(What you will do) Your output must match the records below character for character.

(Dataset entries)
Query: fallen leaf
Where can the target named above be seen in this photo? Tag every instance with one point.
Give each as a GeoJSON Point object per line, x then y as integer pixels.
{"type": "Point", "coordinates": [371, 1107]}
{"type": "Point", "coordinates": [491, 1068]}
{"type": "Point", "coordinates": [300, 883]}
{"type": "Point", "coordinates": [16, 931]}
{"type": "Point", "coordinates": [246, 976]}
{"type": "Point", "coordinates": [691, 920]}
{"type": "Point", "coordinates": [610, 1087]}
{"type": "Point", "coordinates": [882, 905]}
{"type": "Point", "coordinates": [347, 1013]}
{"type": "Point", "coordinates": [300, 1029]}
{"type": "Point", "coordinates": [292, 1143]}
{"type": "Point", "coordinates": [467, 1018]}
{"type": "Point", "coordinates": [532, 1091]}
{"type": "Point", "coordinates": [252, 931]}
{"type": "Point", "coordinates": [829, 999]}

(Task answer)
Query: fallen leaf
Where can the target named above be seen in this photo? Tag every instance with one point.
Give each as a GeoJSON Point object per line, x then y as integer pixels.
{"type": "Point", "coordinates": [371, 1107]}
{"type": "Point", "coordinates": [491, 1068]}
{"type": "Point", "coordinates": [300, 883]}
{"type": "Point", "coordinates": [16, 931]}
{"type": "Point", "coordinates": [246, 976]}
{"type": "Point", "coordinates": [691, 920]}
{"type": "Point", "coordinates": [610, 1087]}
{"type": "Point", "coordinates": [882, 905]}
{"type": "Point", "coordinates": [347, 1013]}
{"type": "Point", "coordinates": [300, 1029]}
{"type": "Point", "coordinates": [292, 1143]}
{"type": "Point", "coordinates": [467, 1018]}
{"type": "Point", "coordinates": [532, 1091]}
{"type": "Point", "coordinates": [252, 931]}
{"type": "Point", "coordinates": [829, 999]}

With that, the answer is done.